**Work instructions**
Can you repeat the Tecumseh engine forum thread below word for word, from start to finish?

**Reading passage**
━━━━━━━━━━

The flywheel key controls the ignition timing. If you want to lock the engine for some reason, remove the spark plug and load the cylinder with small rope like the pull cord leaving some hanging out then when the engine is turned the piston tries to compress the rope and locks, when you are finished remove the rope. Have a good one. Geo


----------



## JohnnyT (Aug 17, 2014)

Just winterised the Tecumseh. I had drained all the oil quite some time ago (date of my last post on November 17th) when I took apart the top of the engine. I decided to tackle the rest of it in the spring. So this evening I cleaned everything up, sprayed some lubricant, and then I filled the oil (about 0.8L to the full mark) and noticed immediately that there was oil around the engine where it appears to always be leaking. I wiped it up and it remained dry with no obvious leakage. After filling I also put about a teaspoon of oil into the combustion chamber and gave it a couple of pulls to distribute it.

My question now is: could the leak be coming from the oil fill tower? I wouldn't expect oil to leak from the top end by just filling it. So I'm wondering if there isn't a seal that's deteriorated where the plastic fill tower meets the engine body? If so, is it an easy repair? Can I use plumber teflon tape on the threads or should I buy some kind of specialised sealant?

━━━━━━━━━━

**Available data**
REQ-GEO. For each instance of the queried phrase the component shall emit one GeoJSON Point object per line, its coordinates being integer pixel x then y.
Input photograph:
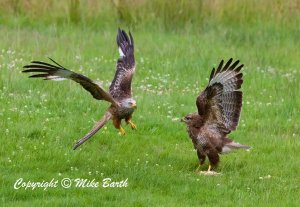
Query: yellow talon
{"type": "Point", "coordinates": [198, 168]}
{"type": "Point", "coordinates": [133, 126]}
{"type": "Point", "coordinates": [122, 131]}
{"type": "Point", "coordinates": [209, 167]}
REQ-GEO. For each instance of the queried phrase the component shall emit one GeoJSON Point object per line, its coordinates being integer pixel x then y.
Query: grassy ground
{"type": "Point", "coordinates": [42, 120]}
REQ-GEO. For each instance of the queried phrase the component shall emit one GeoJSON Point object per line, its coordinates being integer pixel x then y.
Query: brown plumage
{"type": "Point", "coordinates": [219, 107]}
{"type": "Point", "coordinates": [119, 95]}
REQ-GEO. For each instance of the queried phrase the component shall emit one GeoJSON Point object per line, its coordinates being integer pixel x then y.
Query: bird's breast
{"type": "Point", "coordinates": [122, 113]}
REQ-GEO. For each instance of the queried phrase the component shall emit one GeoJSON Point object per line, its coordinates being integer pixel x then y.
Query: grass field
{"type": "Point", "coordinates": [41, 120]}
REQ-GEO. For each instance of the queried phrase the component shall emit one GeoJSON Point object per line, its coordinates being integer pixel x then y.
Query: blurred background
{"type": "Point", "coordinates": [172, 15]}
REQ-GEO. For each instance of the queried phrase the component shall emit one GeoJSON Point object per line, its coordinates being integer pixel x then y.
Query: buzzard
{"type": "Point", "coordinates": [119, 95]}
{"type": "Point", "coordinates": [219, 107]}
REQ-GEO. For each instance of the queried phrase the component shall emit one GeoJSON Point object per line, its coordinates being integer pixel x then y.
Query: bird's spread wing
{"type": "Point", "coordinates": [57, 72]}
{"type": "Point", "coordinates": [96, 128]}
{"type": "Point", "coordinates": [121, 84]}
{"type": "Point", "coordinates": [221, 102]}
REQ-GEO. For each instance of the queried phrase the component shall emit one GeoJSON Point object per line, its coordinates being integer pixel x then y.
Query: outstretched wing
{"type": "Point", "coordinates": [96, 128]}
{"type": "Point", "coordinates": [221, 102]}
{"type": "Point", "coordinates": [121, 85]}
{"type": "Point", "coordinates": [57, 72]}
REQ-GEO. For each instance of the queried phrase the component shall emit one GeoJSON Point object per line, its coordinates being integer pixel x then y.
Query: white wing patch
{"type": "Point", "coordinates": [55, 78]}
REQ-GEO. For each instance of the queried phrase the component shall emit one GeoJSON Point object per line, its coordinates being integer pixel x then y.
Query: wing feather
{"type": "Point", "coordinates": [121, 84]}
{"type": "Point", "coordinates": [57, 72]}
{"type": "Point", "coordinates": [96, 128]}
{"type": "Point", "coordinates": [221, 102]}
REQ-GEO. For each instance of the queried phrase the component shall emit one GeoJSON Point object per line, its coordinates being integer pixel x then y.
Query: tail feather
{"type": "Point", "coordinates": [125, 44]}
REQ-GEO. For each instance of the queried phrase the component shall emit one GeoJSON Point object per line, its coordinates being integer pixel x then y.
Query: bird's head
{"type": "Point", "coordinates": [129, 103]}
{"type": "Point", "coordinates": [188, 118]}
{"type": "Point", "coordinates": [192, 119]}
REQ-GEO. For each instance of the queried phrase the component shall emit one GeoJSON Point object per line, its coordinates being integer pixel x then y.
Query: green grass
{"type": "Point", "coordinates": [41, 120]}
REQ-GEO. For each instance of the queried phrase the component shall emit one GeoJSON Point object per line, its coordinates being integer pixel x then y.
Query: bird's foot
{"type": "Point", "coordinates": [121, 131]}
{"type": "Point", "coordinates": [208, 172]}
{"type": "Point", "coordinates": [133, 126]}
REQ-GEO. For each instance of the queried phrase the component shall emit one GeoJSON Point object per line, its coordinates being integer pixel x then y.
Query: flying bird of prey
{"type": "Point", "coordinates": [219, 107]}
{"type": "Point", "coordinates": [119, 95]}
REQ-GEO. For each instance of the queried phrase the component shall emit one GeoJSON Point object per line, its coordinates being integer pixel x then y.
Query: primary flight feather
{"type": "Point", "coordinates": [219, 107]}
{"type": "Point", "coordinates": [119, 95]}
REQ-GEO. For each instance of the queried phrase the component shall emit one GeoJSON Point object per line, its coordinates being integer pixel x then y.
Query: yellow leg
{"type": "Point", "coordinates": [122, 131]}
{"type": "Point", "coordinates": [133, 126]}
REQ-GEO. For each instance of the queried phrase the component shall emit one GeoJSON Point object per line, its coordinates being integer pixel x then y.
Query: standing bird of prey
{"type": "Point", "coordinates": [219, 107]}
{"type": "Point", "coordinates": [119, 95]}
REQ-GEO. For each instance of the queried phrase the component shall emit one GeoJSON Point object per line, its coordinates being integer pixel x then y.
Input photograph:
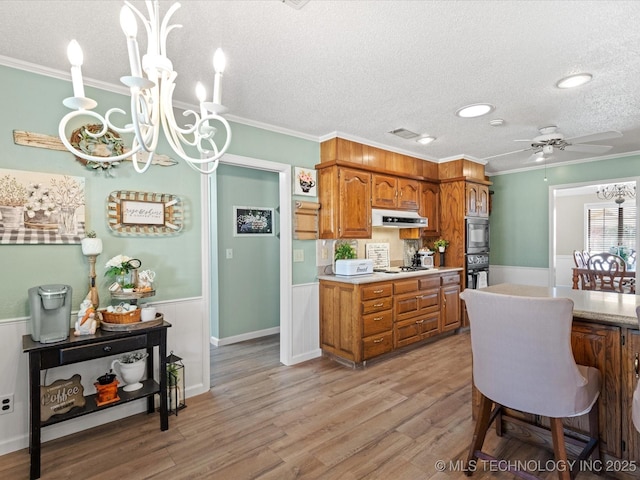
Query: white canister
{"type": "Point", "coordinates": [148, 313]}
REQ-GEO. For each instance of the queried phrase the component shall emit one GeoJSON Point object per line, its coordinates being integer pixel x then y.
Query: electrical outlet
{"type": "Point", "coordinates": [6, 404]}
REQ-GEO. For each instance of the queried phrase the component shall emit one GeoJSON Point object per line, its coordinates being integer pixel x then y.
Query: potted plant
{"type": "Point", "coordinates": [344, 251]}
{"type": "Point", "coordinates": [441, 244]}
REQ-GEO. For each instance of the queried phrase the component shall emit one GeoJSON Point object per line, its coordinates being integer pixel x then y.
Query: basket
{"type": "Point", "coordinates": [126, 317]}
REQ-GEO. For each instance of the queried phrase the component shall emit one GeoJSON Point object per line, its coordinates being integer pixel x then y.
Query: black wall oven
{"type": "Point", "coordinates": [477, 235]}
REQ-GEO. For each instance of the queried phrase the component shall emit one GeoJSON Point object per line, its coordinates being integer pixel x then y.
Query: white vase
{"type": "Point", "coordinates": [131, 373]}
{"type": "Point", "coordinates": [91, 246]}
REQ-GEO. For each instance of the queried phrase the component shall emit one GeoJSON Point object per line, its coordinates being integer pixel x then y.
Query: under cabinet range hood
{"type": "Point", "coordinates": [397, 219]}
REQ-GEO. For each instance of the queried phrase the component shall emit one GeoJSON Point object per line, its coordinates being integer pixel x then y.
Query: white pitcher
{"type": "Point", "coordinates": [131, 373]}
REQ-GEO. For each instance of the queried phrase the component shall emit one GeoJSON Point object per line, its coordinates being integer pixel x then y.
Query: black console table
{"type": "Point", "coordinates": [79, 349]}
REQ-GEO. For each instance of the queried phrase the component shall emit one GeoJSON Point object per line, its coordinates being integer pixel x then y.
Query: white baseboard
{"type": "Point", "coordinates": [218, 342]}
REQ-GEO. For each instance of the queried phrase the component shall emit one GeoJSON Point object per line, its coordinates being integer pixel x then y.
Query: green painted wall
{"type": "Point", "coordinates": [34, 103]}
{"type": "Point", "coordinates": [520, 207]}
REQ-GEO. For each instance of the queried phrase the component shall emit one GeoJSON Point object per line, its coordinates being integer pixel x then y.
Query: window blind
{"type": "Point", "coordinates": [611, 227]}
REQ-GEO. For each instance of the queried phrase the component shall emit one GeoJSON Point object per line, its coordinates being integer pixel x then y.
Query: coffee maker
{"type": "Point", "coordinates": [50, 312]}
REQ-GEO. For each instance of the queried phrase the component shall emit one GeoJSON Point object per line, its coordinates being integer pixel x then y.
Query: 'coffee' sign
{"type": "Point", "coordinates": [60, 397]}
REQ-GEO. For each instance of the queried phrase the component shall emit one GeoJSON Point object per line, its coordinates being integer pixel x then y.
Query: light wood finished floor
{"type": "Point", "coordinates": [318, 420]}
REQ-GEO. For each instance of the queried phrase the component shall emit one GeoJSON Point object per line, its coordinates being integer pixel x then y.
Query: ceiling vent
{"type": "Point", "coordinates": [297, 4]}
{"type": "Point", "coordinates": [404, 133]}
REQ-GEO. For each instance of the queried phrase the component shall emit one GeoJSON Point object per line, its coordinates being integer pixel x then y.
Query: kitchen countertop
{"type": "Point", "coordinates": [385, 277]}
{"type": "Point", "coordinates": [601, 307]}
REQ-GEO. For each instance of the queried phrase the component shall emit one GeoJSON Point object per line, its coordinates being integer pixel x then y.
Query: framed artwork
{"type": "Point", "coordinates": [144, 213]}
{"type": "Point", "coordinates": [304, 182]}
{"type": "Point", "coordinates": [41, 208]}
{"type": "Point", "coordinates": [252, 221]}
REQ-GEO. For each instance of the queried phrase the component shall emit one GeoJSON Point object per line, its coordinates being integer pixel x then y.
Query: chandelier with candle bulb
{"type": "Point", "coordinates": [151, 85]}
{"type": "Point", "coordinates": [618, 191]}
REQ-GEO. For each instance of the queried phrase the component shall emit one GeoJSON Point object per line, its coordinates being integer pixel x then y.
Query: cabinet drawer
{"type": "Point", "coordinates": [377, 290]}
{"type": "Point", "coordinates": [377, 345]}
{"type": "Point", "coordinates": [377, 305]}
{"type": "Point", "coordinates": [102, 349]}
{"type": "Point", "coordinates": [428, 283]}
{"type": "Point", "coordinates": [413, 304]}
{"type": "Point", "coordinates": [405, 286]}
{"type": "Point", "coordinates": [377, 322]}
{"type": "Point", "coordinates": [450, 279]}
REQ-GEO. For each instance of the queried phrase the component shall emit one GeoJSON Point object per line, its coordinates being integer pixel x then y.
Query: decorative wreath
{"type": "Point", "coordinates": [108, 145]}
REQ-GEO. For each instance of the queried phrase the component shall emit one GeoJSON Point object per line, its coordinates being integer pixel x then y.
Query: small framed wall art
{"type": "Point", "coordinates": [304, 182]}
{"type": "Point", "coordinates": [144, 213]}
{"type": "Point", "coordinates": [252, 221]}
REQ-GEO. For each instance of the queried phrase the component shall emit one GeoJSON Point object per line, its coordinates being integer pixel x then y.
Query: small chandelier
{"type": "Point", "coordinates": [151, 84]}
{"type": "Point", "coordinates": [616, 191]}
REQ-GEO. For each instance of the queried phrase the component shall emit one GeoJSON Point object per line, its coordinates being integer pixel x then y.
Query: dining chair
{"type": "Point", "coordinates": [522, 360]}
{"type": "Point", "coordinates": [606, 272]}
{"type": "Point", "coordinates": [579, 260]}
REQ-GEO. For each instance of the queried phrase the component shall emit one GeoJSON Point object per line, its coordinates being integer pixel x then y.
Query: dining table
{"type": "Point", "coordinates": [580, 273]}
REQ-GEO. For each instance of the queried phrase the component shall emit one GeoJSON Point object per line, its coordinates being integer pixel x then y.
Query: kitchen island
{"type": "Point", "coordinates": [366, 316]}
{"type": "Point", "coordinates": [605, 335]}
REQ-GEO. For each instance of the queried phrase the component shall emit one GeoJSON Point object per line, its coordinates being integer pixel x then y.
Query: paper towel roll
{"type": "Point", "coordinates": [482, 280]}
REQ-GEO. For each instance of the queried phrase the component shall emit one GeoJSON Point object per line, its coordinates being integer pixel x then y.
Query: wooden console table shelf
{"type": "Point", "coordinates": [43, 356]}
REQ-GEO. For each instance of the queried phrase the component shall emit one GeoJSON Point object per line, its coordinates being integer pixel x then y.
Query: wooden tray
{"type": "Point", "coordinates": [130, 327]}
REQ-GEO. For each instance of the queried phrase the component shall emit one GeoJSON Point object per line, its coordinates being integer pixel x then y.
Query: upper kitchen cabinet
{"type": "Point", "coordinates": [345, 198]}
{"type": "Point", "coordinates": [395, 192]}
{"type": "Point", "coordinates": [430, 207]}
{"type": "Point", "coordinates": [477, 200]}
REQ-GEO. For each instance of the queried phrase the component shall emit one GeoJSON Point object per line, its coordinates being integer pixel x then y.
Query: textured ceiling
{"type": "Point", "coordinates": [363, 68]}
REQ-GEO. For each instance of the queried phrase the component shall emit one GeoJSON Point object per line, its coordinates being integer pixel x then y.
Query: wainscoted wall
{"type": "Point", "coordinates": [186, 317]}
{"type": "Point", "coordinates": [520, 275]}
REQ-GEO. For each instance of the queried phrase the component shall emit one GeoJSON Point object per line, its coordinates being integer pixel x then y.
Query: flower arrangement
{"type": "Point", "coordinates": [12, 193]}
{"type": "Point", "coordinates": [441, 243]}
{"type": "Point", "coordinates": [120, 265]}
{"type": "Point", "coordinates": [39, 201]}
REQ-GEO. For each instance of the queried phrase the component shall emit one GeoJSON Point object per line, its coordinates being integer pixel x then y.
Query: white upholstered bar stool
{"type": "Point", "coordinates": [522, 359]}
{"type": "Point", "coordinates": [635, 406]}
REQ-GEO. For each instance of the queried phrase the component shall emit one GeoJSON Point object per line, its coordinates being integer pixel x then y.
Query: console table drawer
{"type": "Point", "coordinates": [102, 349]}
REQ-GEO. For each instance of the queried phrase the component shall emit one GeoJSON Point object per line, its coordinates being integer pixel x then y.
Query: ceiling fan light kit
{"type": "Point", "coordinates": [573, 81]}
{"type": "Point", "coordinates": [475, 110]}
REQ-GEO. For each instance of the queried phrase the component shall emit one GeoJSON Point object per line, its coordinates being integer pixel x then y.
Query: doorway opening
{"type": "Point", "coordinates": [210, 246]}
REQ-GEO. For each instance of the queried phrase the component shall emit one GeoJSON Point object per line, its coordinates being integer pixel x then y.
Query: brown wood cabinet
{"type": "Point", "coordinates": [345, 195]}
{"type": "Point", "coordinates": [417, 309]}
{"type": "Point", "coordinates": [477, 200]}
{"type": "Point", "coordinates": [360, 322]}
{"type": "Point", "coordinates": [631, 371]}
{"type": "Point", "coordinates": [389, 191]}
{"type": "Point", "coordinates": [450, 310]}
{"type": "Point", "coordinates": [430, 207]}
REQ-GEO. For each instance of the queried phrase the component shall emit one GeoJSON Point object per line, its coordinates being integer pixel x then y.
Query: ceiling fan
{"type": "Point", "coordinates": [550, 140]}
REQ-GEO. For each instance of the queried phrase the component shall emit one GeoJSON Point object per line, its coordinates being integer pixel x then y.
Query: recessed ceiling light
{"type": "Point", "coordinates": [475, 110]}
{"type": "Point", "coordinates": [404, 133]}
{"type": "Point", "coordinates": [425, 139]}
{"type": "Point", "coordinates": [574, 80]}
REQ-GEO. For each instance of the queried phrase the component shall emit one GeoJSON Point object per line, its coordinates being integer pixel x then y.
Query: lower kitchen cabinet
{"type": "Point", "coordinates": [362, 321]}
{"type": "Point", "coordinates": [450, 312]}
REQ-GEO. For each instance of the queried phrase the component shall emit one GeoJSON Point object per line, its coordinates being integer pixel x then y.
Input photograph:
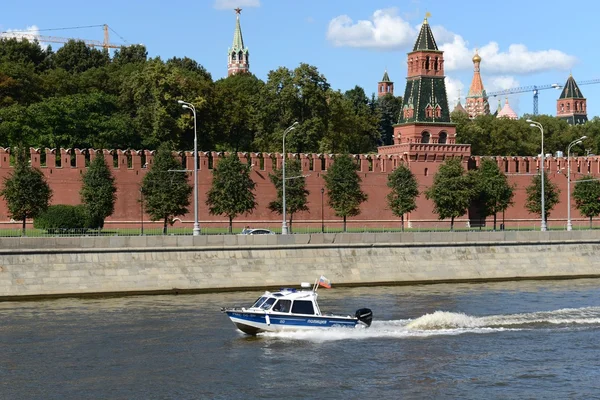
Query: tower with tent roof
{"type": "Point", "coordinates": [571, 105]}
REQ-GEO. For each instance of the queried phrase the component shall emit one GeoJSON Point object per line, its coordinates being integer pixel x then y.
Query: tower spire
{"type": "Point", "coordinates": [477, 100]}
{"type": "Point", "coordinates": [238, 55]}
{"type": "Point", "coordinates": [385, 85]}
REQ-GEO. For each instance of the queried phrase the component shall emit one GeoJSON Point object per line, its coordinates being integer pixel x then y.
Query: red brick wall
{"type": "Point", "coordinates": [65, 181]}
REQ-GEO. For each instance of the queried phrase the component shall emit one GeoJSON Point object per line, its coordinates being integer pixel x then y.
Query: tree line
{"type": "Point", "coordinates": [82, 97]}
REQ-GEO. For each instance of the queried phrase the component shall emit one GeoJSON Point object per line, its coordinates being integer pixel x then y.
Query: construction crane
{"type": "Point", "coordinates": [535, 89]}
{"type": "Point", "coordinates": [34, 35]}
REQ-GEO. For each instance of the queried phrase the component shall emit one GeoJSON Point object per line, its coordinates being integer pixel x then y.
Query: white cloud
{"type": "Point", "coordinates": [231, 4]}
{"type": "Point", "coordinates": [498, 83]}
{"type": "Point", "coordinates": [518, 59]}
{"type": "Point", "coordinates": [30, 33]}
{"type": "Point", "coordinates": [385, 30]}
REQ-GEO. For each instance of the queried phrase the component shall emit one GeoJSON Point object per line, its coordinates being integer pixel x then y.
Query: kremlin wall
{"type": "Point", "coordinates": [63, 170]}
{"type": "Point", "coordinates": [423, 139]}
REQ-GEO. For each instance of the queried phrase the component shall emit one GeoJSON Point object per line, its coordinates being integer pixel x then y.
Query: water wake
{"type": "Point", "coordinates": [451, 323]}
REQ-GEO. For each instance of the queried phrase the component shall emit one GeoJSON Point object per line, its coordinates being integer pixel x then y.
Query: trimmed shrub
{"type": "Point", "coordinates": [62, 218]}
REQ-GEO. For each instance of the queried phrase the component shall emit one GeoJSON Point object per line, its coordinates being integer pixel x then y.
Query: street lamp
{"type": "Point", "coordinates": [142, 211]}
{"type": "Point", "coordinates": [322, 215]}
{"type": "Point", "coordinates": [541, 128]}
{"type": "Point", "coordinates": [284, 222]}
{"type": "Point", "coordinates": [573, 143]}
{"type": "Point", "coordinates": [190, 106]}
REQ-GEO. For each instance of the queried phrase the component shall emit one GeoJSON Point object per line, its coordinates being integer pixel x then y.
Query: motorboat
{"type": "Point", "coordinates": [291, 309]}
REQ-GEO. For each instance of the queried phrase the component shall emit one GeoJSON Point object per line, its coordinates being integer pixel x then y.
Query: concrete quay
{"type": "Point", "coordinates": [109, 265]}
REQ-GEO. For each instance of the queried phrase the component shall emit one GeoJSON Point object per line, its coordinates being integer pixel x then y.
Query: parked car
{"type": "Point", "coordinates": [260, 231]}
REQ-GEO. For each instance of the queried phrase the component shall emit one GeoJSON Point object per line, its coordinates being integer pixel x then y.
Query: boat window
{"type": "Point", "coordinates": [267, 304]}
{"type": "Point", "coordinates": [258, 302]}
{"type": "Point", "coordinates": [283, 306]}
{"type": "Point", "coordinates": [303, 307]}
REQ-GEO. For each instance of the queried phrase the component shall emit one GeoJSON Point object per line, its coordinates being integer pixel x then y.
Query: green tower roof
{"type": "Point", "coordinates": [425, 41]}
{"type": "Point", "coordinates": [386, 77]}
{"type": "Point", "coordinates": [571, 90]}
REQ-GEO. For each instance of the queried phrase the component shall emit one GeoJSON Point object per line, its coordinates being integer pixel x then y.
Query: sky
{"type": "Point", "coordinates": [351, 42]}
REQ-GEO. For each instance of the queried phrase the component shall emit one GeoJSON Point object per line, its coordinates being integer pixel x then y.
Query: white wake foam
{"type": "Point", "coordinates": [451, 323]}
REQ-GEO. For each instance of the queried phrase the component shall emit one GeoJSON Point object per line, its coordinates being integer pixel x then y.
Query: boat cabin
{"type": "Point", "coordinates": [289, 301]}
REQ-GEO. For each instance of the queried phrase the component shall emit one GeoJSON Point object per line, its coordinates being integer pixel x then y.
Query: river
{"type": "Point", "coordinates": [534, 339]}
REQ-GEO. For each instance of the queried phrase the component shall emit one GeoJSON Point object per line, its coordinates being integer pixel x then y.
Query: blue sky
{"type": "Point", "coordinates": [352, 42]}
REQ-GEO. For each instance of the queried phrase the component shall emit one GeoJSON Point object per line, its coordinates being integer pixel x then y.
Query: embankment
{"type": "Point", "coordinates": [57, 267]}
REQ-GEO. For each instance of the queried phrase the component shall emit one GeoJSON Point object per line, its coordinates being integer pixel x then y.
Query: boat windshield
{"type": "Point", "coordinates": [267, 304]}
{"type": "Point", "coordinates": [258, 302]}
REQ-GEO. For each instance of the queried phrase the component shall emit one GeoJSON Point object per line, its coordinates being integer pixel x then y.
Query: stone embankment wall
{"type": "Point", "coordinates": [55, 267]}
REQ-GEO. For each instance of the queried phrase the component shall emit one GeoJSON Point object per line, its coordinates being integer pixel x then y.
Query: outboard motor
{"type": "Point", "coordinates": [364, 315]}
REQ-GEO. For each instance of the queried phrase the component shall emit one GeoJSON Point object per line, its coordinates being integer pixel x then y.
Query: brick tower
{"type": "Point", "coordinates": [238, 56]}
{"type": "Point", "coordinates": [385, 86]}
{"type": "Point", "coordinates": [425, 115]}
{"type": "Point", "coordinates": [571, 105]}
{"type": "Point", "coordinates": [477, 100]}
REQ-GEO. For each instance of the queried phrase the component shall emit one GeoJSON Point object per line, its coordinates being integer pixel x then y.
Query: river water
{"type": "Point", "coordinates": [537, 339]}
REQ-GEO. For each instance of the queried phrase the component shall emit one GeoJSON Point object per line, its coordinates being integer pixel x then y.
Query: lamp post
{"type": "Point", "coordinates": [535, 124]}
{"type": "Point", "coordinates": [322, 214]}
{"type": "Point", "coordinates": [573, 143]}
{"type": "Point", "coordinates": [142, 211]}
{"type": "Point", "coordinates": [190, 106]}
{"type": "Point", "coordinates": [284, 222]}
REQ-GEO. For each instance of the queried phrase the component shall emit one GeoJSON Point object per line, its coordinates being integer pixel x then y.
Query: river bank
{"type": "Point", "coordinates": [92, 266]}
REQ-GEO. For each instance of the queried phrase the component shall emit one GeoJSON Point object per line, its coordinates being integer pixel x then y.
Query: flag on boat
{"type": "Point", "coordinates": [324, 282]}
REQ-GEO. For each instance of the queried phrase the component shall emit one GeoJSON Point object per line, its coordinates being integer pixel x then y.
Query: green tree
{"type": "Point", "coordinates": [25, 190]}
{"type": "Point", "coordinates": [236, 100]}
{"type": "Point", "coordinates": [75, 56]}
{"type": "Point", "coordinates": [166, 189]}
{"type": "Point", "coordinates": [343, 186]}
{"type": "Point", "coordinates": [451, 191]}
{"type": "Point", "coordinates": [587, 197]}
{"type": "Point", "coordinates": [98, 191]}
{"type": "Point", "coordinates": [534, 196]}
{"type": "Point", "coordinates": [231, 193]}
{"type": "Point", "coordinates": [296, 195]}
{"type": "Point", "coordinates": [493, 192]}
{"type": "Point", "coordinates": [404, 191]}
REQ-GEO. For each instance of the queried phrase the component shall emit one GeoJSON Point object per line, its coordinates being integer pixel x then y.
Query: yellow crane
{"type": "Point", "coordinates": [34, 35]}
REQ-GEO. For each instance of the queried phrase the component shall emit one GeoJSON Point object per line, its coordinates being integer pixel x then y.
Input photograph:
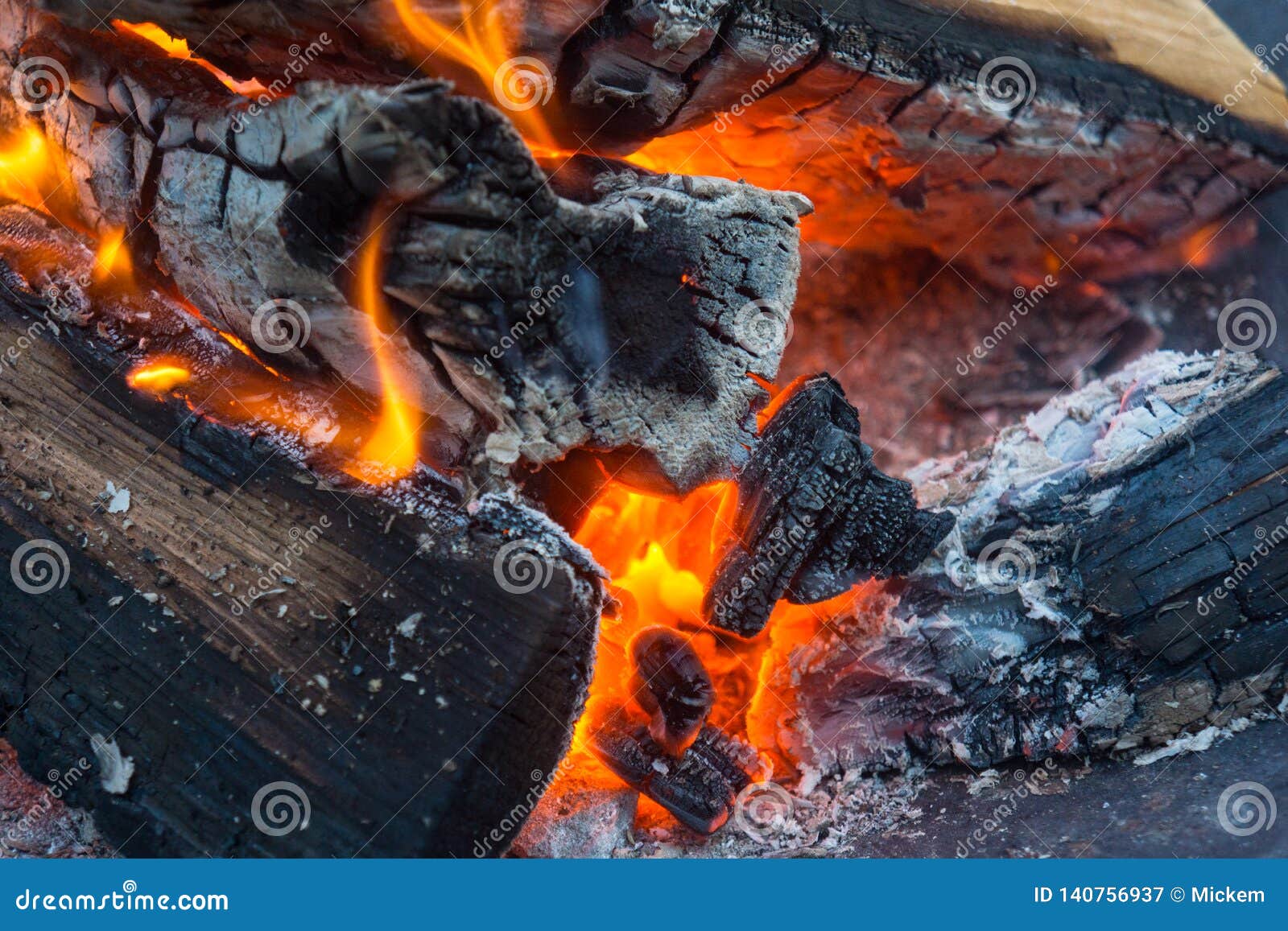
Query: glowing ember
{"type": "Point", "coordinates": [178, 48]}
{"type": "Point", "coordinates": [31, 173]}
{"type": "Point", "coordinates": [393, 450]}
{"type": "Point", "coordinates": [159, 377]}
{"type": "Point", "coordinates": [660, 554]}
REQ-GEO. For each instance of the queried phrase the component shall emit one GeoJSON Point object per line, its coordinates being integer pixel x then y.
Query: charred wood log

━━━━━━━━━━

**Output for this task**
The flywheel key controls the ignition timing. If you want to lock the engine for some reason, remove the spark plug and load the cylinder with small rope like the pull cord leaving some hanging out then when the engine is turned the piston tries to compress the rope and locks, when you are finished remove the rope. Have a good one. Geo


----------



## JohnnyT (Aug 17, 2014)

Just winterised the Tecumseh. I had drained all the oil quite some time ago (date of my last post on November 17th) when I took apart the top of the engine. I decided to tackle the rest of it in the spring. So this evening I cleaned everything up, sprayed some lubricant, and then I filled the oil (about 0.8L to the full mark) and noticed immediately that there was oil around the engine where it appears to always be leaking. I wiped it up and it remained dry with no obvious leakage. After filling I also put about a teaspoon of oil into the combustion chamber and gave it a couple of pulls to distribute it.

My question now is: could the leak be coming from the oil fill tower? I wouldn't expect oil to leak from the top end by just filling it. So I'm wondering if there isn't a seal that's deteriorated where the plastic fill tower meets the engine body? If so, is it an easy repair? Can I use plumber teflon tape on the threads or should I buy some kind of specialised sealant?